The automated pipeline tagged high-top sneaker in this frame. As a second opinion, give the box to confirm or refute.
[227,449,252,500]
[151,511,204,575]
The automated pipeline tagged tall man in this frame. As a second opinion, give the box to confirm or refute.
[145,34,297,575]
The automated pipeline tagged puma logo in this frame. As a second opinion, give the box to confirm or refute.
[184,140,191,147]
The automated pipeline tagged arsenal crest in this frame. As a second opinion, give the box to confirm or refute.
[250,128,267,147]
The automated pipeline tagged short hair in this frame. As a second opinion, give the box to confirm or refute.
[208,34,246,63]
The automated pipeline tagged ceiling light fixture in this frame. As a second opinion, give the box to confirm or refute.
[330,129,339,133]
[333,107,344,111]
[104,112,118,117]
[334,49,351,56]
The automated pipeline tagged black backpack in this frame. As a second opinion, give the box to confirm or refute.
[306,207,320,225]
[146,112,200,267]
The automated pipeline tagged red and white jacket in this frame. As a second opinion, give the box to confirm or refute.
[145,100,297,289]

### REQUIRED WORK
Output each record exactly, leaving nothing out.

### PROBLEM SOLUTION
The automated pipeline tagged high-top sneaker in this frame. As a second opinion, give the box to confirm or refute.
[227,449,252,500]
[151,511,204,575]
The automated pipeline tagged tall man in this frame. As a second opinion, give the box to confirm or refute.
[145,34,297,575]
The automated pipeline tagged puma logo in this frame. As a second opinion, give the box to confirm or refute.
[184,140,191,147]
The automated pipeline tagged arsenal crest in this frame. As a second opinion, give the box to confirm or refute.
[250,128,267,147]
The automated pipeline tagged short hair in this frame. As a second opinion, give the box to confirm or refute.
[208,34,246,63]
The automated pipeline tagged ceiling light fixture in this frame. As a second opinion, give the box to confirm or refute.
[330,129,339,133]
[333,107,344,111]
[104,112,118,117]
[334,49,351,56]
The automated pipeline tagged black backpack in this frame. As a second opinion, give the box to confirm or refute.
[306,207,320,225]
[146,112,200,267]
The automated pipeline tagged red and white jacket in this frame. As a second opinion, give the box to confirm or refute.
[145,100,297,289]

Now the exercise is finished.